───── Extract to read ─────

This subproject is part of the project titled "The Detection of a Recovery in Stratospheric and Total Ozone," and is described in more detail in the reports for that project (see reports for EPA Agreement No. R829402C001). However, the notion of combining physical models for the stratosphere with observations fits in with the theme of this project. The Pis for this subproject are Michael Stein and Don Wuebbles. Serge Guillas is a postdoctoral research associate working on the subproject. In addition to these projects, a major effort by Rao Kotamarthi (investigator) and Alexis Zubrow (senior program) has enabled us to run CMAQ on the CISES computers. This achievement will be of great value in continuing the work on subprojects B and C as well as that of the project titled "Air Quality and Reported Asthma Incidence in Illinois" (see reports for EPA Agreement No. R829402C003). We also can run the UIUC-2D model for the stratosphere on our computers, which will be of value for subproject H.

Results to Date

A. Space-Time Covariance Functions. We have developed new ways of thinking about space-time covariance functions, new classes of models, and their properties. We expect this project to have a broad impact on the future theoretical development of space-time statistical models, the models actually used in environmental applications, and the statistical methods employed to assess the adequacy of such models. This project has important direct implications for much of the rest of the work at CISES, for which space-time statistical models are needed.

B. Comparing CMAQ Output to Monitoring Data. We have developed numerical and graphical summaries allowing comparison between CMAQ output and monitoring data that allows one to assess CMAQ's ability to capture the dynamic patterns in air pollution and applied these methods to daily sulfate levels. We expect our methods to be broadly applicable to assessing numerical models for air pollution. A paper on this topic is nearing completion.

───── Entries provided ─────

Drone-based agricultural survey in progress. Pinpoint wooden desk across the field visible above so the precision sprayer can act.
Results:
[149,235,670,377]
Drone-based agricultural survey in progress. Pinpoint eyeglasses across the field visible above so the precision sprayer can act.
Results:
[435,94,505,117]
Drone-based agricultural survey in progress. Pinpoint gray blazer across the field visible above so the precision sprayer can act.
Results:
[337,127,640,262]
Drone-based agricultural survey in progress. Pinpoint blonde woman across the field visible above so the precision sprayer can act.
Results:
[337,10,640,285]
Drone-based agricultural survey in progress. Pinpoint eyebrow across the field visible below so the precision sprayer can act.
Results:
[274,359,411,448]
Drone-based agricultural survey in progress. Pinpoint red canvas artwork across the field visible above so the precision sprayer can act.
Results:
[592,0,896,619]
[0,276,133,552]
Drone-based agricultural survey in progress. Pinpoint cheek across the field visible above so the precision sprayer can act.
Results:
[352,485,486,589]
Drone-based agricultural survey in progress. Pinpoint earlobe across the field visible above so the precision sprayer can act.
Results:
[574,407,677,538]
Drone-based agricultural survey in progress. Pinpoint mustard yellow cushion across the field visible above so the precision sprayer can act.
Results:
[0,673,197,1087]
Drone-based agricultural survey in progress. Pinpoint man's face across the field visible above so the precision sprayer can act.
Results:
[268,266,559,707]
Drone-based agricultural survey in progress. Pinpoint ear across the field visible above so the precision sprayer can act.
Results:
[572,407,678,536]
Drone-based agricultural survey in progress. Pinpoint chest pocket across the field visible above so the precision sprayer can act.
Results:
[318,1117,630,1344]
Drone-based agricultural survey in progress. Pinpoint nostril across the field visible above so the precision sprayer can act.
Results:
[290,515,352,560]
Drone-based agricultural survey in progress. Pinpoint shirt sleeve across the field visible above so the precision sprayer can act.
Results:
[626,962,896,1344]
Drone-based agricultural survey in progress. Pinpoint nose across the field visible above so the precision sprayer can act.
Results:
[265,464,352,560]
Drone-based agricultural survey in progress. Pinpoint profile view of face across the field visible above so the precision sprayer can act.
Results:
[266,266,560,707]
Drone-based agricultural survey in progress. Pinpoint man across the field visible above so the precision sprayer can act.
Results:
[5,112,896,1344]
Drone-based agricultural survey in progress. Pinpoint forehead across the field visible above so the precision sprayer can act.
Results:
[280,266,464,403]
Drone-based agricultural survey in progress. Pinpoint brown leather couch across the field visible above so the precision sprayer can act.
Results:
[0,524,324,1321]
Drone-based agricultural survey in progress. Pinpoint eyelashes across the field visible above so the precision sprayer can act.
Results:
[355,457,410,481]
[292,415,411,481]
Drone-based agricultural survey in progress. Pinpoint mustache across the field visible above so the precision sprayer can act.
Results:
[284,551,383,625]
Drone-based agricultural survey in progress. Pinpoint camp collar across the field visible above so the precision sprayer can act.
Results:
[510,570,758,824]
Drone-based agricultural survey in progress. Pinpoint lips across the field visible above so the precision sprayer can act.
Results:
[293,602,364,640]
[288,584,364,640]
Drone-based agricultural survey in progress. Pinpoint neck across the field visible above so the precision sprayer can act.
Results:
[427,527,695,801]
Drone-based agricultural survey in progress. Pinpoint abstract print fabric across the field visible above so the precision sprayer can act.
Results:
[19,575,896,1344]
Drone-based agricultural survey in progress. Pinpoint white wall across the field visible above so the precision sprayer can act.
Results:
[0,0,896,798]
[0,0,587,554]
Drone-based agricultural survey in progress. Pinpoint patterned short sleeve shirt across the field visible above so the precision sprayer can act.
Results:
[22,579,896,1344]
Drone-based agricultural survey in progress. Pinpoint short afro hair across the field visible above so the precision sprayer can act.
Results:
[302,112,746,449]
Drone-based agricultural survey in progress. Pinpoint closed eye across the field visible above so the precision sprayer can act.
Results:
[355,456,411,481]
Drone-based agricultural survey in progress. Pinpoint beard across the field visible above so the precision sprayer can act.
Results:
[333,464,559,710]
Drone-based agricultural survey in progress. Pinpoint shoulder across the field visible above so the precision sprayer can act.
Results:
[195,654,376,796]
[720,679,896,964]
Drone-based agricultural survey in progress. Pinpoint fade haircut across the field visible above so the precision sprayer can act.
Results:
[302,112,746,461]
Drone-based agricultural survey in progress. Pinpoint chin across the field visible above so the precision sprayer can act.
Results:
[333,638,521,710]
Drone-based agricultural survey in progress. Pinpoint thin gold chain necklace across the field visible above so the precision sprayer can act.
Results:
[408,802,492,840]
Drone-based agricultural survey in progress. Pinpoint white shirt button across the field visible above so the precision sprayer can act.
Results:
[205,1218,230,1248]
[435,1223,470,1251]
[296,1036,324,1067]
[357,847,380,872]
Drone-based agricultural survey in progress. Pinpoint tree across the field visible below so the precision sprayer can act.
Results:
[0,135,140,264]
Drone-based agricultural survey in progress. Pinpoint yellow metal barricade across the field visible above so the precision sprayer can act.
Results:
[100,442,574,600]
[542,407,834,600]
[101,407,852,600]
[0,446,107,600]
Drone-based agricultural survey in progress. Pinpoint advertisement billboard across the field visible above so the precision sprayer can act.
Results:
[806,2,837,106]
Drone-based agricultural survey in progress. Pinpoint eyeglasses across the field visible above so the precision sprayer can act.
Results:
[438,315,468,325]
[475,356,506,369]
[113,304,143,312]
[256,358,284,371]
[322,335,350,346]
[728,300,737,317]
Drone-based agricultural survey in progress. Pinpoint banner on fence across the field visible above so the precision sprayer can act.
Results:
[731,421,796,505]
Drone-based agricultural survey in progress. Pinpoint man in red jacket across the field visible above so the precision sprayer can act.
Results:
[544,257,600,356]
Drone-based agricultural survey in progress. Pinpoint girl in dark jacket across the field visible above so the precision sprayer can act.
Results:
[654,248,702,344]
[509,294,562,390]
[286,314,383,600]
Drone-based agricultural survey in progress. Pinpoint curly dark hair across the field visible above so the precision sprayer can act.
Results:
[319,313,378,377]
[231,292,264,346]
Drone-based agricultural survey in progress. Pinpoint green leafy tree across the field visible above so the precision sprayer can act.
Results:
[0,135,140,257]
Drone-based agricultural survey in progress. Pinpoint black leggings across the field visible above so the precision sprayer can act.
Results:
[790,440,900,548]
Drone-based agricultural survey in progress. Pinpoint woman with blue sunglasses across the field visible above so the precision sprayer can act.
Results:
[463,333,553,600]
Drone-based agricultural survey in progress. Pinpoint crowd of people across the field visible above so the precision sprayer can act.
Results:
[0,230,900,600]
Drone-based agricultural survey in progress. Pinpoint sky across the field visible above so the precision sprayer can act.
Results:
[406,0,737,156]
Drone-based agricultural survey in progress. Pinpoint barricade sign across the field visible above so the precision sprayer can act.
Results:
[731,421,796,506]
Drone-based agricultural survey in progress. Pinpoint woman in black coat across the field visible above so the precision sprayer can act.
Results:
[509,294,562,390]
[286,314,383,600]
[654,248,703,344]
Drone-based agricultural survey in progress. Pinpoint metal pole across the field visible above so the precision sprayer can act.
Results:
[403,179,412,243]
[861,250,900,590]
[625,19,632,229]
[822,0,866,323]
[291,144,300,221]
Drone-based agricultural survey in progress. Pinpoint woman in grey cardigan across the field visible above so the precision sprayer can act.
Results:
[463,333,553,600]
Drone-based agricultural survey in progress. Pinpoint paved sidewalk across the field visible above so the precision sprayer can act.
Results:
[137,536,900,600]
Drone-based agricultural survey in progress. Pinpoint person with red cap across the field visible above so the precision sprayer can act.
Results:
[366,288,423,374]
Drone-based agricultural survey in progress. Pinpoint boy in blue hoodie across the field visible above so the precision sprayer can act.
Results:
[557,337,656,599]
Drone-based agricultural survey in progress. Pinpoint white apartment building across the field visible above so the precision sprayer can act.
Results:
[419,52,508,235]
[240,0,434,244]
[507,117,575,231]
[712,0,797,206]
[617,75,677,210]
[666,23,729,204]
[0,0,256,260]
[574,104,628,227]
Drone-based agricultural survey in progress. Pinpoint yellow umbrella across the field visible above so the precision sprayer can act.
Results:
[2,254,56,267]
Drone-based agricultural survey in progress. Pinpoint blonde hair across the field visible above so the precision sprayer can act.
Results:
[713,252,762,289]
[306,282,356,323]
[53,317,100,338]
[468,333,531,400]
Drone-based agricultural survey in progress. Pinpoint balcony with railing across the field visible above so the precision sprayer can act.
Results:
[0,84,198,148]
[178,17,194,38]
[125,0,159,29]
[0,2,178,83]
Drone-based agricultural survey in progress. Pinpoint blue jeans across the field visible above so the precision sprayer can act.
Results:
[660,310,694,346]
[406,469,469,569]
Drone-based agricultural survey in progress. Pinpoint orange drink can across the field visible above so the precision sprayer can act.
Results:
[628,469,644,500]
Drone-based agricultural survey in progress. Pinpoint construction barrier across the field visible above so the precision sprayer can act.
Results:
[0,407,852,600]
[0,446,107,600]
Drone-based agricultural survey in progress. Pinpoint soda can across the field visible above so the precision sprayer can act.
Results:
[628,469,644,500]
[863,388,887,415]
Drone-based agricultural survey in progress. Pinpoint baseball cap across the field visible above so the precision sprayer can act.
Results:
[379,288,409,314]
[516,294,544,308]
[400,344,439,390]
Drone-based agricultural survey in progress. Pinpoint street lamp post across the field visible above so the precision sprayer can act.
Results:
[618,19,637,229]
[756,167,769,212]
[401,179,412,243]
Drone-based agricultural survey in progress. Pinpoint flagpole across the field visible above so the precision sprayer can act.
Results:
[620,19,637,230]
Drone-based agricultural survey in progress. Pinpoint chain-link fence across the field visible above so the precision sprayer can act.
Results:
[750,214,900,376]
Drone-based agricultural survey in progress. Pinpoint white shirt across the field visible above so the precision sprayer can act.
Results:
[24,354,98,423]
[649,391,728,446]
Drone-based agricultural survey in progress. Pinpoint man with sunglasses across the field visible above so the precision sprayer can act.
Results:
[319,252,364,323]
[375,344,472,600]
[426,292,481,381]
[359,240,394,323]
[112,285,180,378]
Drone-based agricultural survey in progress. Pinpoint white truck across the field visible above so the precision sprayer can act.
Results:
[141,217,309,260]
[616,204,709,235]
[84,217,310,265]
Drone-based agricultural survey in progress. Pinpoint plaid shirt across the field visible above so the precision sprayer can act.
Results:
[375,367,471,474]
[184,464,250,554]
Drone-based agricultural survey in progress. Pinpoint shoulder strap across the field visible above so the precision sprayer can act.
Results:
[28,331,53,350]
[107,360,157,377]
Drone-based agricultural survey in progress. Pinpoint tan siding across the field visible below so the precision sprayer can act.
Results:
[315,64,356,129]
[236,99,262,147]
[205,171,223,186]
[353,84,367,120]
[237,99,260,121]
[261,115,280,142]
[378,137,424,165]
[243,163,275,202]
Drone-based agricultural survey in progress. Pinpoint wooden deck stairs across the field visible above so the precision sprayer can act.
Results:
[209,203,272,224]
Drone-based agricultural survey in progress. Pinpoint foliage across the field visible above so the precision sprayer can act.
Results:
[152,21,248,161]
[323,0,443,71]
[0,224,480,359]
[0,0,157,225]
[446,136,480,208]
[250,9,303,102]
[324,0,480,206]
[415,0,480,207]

─────

Written tasks:
A. From the CISES report above the lines, print the passage between "Results to Date" and "models are needed.", inclusive.
B. Rewrite the paragraph of the CISES report that begins "B. Comparing CMAQ Output to Monitoring Data" as a short bulleted list that keeps its main facts.

Worked answers:
A.
Results to Date

A. Space-Time Covariance Functions. We have developed new ways of thinking about space-time covariance functions, new classes of models, and their properties. We expect this project to have a broad impact on the future theoretical development of space-time statistical models, the models actually used in environmental applications, and the statistical methods employed to assess the adequacy of such models. This project has important direct implications for much of the rest of the work at CISES, for which space-time statistical models are needed.

B.
- Numerical and graphical summaries were developed to compare CMAQ output with monitoring data and to assess how well CMAQ captures dynamic patterns in air pollution.
- These methods were applied to daily sulfate levels.
- The methods are expected to apply broadly to assessing numerical air pollution models.
- A paper on the topic is nearing completion.